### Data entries

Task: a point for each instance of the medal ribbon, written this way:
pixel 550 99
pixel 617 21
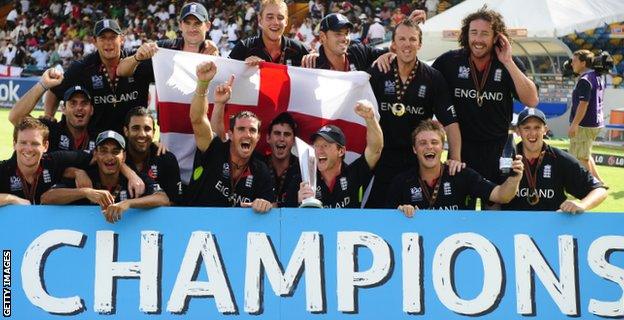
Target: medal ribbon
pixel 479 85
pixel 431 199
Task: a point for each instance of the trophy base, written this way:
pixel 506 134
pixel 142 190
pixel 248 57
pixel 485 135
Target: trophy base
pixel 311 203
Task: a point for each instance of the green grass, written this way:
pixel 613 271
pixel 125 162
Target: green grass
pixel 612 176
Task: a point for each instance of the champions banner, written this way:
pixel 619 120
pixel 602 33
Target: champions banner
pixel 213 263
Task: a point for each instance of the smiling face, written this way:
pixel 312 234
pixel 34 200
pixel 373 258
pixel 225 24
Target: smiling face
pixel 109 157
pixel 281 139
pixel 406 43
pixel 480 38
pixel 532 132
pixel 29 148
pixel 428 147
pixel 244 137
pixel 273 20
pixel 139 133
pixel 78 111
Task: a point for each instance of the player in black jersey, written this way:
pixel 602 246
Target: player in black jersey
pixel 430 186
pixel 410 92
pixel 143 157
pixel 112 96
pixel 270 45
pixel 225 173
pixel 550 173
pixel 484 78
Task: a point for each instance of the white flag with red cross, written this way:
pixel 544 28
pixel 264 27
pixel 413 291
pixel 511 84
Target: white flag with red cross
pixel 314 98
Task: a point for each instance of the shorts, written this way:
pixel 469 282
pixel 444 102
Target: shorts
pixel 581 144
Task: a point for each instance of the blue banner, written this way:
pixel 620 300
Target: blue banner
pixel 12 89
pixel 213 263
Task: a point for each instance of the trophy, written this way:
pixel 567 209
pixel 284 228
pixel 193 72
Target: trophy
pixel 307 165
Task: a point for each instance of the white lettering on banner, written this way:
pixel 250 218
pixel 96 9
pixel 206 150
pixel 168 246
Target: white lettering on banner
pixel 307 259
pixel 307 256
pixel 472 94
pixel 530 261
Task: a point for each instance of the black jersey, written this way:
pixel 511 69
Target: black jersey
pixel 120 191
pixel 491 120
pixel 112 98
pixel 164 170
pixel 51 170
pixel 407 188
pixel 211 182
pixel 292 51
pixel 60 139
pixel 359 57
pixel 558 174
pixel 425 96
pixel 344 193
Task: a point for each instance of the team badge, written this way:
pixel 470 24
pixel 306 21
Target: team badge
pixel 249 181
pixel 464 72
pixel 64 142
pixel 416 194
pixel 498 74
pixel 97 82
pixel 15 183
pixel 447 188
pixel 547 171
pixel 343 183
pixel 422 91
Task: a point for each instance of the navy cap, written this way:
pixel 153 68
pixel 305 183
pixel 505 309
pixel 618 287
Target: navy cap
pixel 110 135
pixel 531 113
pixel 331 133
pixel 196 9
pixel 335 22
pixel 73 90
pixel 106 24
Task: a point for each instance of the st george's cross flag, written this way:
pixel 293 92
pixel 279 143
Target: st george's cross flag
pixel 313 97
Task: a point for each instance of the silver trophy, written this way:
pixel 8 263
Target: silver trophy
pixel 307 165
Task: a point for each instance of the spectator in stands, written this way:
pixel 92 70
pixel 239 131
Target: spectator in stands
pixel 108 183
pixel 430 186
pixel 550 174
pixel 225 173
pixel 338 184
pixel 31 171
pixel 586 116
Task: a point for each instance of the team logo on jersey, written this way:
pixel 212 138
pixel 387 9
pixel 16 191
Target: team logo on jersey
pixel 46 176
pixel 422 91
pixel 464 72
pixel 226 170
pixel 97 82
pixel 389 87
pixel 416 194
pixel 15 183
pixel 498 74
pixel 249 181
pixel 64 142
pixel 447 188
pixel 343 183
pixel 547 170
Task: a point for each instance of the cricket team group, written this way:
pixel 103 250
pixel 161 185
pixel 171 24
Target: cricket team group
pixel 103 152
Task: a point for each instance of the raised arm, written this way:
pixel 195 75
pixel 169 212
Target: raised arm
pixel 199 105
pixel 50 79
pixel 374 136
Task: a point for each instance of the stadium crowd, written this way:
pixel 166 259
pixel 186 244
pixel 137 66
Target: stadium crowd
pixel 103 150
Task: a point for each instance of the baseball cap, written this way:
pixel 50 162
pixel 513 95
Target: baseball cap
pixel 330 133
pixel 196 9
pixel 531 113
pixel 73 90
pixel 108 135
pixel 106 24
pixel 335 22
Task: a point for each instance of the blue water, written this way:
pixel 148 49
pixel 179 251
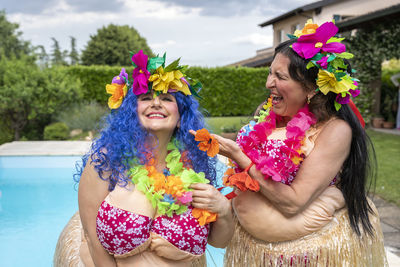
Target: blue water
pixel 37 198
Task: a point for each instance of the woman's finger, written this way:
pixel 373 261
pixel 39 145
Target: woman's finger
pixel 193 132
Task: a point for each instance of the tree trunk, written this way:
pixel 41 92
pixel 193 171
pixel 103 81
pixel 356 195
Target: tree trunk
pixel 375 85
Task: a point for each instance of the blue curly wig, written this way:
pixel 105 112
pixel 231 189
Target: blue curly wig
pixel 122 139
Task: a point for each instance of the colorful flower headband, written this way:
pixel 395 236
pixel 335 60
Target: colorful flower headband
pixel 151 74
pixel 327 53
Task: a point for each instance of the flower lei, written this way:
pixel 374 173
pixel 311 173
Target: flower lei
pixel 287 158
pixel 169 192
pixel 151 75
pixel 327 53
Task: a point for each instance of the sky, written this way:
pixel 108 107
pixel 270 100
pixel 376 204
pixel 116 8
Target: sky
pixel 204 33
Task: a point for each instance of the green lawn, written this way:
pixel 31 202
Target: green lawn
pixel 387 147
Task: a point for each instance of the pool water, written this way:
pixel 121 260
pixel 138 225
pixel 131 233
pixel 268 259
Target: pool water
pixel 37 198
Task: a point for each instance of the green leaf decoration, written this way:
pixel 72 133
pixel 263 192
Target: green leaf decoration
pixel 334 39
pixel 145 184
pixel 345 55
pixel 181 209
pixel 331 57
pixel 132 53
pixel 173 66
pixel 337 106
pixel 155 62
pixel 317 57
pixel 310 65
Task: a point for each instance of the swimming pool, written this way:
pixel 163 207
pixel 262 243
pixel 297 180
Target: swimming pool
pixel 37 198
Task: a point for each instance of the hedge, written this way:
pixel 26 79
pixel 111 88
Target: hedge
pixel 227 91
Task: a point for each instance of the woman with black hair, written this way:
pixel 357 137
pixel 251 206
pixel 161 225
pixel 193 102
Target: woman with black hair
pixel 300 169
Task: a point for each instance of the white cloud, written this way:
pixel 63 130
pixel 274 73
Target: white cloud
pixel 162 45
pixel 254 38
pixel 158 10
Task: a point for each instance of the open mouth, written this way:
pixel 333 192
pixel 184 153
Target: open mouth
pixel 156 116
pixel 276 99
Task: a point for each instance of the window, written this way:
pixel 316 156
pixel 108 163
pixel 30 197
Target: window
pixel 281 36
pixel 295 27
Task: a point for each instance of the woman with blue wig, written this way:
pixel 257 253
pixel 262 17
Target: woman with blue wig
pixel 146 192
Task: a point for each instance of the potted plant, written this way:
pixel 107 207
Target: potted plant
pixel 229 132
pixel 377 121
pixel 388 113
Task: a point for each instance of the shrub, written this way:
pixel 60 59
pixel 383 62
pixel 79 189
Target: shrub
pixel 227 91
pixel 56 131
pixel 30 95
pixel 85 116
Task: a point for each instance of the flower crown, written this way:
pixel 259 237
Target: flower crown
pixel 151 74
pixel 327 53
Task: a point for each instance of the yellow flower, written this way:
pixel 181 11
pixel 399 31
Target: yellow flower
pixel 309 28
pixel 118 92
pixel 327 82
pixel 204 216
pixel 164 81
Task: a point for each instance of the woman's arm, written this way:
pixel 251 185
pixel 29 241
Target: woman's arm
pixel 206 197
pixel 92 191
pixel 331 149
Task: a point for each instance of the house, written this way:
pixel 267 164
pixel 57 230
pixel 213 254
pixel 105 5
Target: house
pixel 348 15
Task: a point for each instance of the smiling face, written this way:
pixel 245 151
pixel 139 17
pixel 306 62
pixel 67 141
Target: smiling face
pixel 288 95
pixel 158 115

...

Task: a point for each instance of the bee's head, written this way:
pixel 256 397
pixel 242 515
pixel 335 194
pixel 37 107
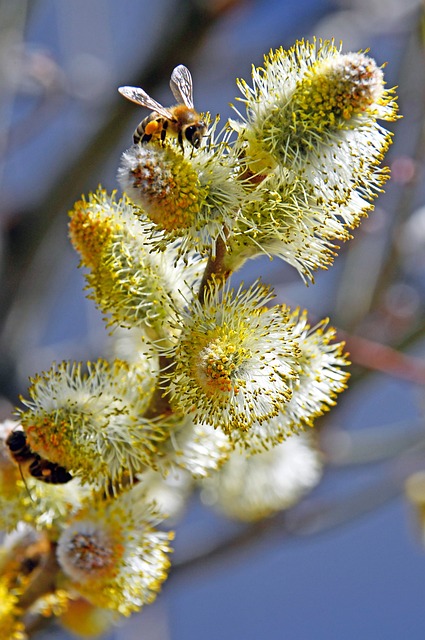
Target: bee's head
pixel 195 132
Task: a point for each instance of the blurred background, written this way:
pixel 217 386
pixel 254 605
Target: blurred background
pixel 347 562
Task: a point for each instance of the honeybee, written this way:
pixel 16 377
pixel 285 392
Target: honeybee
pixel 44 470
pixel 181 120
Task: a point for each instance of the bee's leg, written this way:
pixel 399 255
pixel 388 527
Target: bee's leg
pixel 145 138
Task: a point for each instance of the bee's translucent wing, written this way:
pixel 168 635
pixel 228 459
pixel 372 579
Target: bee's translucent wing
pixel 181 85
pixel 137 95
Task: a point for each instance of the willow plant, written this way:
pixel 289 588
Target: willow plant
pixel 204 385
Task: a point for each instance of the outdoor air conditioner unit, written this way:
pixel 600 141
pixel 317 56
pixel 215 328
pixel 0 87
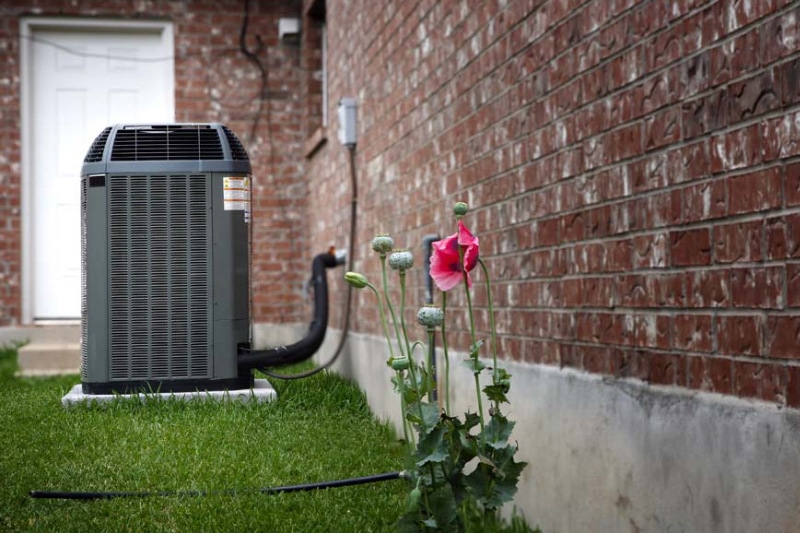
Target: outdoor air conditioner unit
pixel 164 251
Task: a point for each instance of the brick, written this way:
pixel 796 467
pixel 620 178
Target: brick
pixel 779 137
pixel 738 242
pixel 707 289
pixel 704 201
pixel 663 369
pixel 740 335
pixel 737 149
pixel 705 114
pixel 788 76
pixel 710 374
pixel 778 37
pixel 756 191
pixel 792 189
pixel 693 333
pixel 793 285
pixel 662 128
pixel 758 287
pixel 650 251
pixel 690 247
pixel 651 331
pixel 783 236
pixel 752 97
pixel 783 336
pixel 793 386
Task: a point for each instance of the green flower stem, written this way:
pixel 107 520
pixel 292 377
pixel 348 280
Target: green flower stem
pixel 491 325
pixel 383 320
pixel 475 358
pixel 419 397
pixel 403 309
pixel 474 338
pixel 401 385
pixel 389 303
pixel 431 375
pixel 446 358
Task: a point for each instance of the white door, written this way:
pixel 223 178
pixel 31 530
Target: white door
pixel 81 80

### Exercise aim
Above are the records; print exactly the lines from the line with "Target: player in black jersey" to the line with "pixel 511 84", including both, and nothing else.

### Answer area
Target: player in black jersey
pixel 430 186
pixel 410 92
pixel 143 157
pixel 112 96
pixel 270 45
pixel 225 173
pixel 550 173
pixel 484 78
Task: a point for each instance of the white flag with red cross, written this way:
pixel 544 28
pixel 264 27
pixel 413 291
pixel 511 84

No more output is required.